** Opening Reading text block **
Common Myth #7:  Secrecy is the fundamental cornerstone of providing SECURITY when danger or threats persist.
Uncommon Wisdom:  Transparency creates VISIBILITY which reduces the opportunity for nefarious activity.

Once again, there is certainly truth in this common belief that security requires secrecy. In the battlefield, surprise is often the lynchpin of victory. In the justice system, unseen video cameras often hold the key to uncovering a crime or a lie. In corporate circles being able to keep unscrupulous competitors from infiltrating secret files is paramount to success.

But, even with security, transparency can be an unlikely and powerful ally in the pursuit of safety. A recent trend in consumer products that exemplifies this opportunity is the advent of home monitoring systems such as RING – the televised doorbell system (now embellished with many other devices) that allows a person to see who might be approaching their door.

Prior to RING, home security systems were alarm based systems – if someone broke into your house, an alert would be sent to monitoring center with full time employees who would then notify the local sheriff, police, or authorities. These systems worked only after a violation of property had occurred – window breaking, door opening, and so on. There would be no alert if a burglar simply approached a property to check for vulnerabilities. Furthermore, homeowners would be reluctant to authorize the police to check out an alarm for fear that the alarm might be false and thus a waste of time for overworked law enforcement officers. The underlying premise of these older security systems was to control the flow of information from a person’s property to law enforcement through the proprietary monitoring center. Even the homeowner was somewhat excluded from the flow of information in these vintage systems.

RING — and other systems like it — works on the concept of transparency. Information is widely and frequently shared with the homeowner and neighbors as well as law enforcement. A RING doorbell, for example, activates as soon as a person approaches a door. The homeowner is notified of the activity and can look at the doorbell camera to see if the person is a vendor, a friend, or a stranger – and the homeowner does not need to even be at home to do so. The homeowner then has the power to determine an appropriate response, including a call to law enforcement. The homeowner can also share their information with neighbors so that many eyes can watch for inappropriate patterns of behavior or activity within an entire neighborhood. And because the RING systems are becoming more ubiquitous, criminals are learning to stay away from those properties.
** Closing Reading text block **
» Your goal:
Continue the piece on transparency and home security from the end of its last paragraph.
** Opening Data under study block **
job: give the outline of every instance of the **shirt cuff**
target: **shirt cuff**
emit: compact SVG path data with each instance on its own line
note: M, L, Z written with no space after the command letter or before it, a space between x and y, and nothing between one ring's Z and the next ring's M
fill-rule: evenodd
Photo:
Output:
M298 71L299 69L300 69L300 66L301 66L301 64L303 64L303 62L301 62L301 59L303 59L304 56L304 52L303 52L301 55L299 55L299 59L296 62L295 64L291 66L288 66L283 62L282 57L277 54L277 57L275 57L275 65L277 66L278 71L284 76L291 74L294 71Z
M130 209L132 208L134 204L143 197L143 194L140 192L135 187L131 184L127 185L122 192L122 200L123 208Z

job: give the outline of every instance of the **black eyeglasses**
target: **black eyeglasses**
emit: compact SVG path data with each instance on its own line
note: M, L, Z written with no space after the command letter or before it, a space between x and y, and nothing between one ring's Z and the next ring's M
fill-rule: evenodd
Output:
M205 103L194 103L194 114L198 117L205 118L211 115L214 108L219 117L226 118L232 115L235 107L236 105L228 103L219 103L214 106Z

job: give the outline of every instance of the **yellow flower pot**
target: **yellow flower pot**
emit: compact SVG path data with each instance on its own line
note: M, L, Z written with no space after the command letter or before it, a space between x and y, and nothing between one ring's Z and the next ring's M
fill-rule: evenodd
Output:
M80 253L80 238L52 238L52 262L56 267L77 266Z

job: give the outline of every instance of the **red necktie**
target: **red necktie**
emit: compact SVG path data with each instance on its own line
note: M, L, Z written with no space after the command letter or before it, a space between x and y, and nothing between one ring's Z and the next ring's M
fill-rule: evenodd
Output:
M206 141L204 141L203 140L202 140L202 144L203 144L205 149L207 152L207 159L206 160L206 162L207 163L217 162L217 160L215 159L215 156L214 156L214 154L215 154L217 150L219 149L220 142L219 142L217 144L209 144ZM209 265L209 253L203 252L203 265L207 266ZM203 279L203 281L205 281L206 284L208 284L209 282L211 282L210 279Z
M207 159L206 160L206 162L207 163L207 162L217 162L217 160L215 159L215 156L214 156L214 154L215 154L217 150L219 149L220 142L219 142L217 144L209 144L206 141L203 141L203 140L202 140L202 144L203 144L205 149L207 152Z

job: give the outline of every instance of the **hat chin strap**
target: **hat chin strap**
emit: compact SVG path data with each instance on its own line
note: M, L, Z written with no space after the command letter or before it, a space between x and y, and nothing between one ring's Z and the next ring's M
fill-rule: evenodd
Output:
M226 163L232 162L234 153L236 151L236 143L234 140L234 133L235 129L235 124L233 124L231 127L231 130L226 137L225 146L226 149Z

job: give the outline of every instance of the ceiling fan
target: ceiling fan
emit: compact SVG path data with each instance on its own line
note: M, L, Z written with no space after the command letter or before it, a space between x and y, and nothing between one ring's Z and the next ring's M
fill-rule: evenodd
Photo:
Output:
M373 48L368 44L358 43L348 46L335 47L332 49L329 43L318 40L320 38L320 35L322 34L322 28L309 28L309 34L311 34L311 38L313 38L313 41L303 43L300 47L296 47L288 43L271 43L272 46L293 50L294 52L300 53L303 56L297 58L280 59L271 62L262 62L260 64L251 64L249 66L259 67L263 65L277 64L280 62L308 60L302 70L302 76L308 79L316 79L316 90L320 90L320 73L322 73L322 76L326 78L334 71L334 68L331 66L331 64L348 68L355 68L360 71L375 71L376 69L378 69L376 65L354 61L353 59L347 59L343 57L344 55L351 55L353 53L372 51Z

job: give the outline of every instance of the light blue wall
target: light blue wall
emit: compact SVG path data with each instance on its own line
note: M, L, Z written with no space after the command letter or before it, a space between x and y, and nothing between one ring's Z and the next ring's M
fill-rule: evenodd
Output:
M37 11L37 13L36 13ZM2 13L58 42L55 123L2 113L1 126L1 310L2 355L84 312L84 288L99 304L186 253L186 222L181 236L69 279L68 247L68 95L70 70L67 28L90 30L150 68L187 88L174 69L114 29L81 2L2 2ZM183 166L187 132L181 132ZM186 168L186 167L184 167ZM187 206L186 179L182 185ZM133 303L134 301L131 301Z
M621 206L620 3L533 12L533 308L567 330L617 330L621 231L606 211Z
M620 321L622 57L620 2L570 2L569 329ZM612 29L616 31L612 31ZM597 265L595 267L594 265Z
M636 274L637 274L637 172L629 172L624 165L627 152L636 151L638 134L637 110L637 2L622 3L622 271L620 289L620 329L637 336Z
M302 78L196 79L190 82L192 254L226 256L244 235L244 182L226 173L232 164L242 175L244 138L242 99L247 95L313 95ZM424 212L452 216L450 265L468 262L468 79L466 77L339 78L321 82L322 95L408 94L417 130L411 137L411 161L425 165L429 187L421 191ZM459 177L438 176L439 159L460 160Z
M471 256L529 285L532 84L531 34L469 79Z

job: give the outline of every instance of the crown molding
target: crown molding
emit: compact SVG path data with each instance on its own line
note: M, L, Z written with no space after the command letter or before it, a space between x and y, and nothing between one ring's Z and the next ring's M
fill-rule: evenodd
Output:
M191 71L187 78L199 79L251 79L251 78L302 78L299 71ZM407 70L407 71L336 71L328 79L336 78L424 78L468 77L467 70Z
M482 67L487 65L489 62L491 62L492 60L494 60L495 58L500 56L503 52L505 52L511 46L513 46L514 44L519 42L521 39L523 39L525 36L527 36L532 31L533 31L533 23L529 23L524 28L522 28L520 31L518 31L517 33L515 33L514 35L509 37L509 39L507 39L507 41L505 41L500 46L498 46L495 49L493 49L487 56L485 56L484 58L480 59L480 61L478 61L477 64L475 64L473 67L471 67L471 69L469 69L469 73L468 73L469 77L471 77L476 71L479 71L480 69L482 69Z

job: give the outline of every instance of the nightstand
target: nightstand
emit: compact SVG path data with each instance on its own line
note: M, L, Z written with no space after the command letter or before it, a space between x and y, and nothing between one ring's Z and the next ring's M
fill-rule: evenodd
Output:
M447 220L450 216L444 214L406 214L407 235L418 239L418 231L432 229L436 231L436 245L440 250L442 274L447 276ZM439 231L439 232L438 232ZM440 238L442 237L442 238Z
** Closing Data under study block **
** Opening Data under study block **
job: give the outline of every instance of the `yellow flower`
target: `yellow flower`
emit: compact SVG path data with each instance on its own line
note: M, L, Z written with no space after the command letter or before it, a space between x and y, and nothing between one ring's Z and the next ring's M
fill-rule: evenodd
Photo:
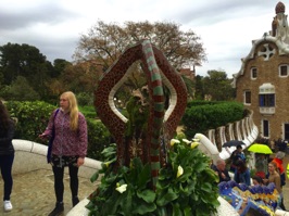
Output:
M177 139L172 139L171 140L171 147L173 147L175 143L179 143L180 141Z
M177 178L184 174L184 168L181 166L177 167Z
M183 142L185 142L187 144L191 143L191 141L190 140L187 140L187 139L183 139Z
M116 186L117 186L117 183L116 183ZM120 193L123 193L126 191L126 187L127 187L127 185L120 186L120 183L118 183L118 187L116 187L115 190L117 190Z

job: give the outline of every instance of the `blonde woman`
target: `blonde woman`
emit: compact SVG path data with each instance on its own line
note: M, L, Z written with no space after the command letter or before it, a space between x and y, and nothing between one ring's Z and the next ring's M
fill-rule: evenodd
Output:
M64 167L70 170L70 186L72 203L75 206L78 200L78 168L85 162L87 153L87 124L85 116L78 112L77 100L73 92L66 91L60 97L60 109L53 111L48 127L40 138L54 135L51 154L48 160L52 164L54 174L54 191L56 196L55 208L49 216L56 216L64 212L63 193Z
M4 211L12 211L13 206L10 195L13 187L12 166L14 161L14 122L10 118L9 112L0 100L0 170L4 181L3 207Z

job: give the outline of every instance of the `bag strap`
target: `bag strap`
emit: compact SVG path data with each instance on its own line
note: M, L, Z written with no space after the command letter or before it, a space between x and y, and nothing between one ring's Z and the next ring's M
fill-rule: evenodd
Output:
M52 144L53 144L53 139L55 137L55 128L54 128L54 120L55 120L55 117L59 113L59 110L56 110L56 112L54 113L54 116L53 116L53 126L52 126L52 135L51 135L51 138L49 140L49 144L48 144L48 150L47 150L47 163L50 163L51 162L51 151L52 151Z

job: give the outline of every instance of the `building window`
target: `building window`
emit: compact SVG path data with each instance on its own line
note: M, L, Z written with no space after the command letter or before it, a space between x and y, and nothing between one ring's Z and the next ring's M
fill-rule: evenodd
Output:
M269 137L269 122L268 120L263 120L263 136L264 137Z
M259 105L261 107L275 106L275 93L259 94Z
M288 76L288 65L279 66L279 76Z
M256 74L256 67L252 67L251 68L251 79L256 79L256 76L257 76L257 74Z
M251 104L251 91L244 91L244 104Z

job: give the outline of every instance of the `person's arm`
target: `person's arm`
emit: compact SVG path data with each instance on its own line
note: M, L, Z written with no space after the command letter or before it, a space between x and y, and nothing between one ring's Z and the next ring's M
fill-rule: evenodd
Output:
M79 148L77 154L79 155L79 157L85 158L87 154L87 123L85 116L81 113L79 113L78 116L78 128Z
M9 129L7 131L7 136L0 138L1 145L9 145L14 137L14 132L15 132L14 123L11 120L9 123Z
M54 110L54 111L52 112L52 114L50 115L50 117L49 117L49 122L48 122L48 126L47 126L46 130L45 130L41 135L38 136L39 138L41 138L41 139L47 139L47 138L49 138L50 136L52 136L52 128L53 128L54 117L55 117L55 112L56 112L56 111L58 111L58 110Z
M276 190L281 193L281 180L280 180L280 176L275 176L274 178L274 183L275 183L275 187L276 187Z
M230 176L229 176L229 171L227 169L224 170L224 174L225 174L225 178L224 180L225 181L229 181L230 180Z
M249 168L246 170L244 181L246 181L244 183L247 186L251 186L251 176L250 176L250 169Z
** Closing Data under study block **
** Opening Data under study block **
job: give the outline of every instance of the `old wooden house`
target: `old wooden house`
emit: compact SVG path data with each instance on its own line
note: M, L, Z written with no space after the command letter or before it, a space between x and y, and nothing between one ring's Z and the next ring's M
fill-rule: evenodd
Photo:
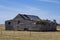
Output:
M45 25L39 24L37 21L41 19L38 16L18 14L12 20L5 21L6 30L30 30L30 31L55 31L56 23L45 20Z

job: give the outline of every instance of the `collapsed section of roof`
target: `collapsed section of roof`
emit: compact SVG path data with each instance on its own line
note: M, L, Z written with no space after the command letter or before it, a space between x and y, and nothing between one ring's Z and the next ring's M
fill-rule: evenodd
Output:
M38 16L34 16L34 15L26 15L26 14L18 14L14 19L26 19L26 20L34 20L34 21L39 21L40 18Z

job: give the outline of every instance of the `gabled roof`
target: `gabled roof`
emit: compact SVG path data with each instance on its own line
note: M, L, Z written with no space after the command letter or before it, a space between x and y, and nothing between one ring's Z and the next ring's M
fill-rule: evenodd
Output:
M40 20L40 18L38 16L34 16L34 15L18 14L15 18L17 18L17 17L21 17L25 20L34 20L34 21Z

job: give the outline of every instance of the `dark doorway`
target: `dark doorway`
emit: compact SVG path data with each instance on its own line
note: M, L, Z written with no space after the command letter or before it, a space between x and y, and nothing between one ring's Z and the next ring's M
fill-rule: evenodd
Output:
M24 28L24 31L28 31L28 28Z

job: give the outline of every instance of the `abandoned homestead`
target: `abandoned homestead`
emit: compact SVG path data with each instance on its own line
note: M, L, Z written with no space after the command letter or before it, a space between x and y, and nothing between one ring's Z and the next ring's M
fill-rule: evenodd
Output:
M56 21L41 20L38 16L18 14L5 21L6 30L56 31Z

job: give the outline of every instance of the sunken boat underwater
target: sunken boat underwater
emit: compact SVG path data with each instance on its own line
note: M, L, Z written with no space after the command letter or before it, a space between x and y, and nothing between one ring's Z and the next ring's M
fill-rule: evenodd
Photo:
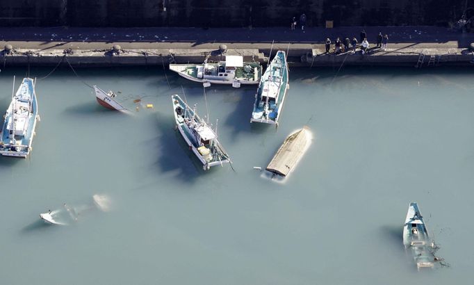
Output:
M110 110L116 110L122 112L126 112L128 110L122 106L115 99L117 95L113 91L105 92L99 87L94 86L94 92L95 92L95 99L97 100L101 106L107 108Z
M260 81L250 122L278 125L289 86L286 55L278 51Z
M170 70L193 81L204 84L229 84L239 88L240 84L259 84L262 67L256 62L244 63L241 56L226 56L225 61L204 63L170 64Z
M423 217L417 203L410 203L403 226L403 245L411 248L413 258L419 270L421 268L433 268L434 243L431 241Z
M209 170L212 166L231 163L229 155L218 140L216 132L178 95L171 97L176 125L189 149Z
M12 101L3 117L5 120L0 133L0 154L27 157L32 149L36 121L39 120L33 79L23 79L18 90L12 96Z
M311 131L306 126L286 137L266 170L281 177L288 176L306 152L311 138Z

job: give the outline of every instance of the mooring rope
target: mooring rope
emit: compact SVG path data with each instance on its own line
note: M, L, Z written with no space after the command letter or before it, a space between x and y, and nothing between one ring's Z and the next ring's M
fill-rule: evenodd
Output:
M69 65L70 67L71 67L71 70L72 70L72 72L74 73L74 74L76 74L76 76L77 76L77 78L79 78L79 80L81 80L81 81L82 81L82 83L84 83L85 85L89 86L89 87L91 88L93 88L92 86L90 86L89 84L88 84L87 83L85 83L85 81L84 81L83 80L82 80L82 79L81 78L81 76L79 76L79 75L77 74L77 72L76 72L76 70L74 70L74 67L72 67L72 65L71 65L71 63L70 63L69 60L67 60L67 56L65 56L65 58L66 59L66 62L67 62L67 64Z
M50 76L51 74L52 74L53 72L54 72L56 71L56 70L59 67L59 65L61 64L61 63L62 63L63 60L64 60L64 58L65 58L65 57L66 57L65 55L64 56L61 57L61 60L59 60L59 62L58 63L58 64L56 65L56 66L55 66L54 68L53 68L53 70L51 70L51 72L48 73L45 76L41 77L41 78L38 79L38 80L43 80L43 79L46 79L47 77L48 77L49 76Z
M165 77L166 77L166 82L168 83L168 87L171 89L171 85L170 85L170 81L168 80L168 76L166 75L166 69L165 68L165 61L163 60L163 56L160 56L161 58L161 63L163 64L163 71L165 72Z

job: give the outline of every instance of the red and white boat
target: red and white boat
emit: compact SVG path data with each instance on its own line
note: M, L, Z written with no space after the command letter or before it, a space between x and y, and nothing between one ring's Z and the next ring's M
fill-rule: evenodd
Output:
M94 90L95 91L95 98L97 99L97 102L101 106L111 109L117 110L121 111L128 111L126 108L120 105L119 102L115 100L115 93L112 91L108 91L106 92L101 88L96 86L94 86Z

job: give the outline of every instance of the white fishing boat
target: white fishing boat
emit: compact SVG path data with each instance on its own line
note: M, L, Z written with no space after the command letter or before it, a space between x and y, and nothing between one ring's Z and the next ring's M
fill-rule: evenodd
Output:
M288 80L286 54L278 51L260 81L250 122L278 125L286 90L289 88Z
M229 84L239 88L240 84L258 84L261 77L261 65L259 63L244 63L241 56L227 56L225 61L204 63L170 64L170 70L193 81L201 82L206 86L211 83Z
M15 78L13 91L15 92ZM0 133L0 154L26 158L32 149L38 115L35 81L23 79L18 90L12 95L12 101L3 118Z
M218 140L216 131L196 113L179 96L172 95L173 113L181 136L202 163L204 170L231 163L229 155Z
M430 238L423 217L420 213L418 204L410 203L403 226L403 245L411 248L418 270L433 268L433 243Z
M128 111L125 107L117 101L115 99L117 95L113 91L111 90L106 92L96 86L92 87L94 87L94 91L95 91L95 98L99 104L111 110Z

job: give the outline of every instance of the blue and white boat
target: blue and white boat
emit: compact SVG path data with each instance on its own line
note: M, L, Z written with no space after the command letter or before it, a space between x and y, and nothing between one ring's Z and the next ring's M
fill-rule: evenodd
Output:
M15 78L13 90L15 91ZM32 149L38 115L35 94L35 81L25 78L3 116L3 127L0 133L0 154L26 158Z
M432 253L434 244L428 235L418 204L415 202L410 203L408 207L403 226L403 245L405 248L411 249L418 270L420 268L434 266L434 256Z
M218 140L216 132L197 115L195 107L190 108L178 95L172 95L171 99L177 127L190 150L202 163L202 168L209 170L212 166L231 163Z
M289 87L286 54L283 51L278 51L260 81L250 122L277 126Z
** Closing Data under study block **
» Response to this task:
The transparency of the RING system is able to add even more value by also capturing problematic, even if not illegal behavior and happenings – animals trying to get into a garage, delivery vehicles accidently backing into a fence, and even severe weather events that might blow down a tree or damage other property.

This concept has been adopted by law enforcement agencies as well, whether it be “Amber Alerts” or “See Something, Say Something” campaigns.

Secrecy may have been an advantage in times of lesser technologies. But, in today’s high tech world, the primary approach to safety should probably be an assumption of sharing information broadly and openly – allowing the masses to help protect our communities together — rather than trying to rely on secrecy and surprise alone.

Final Thoughts

Admittedly, there is a place for secrecy and limiting information. But, the pendulum should swing away from secrecy as the norm and towards transparency as our default position. We should assume first that we will share information rather than being biased towards hording or restricting the flow of information. It takes time to make the shift. Transparency is about honesty, trust, vulnerability, collaboration, and taking risks. There will be times when a transparent leader is exploited by others with less noble intentions. But, if a leader wants to truly achieve great things, they will make the shift over time.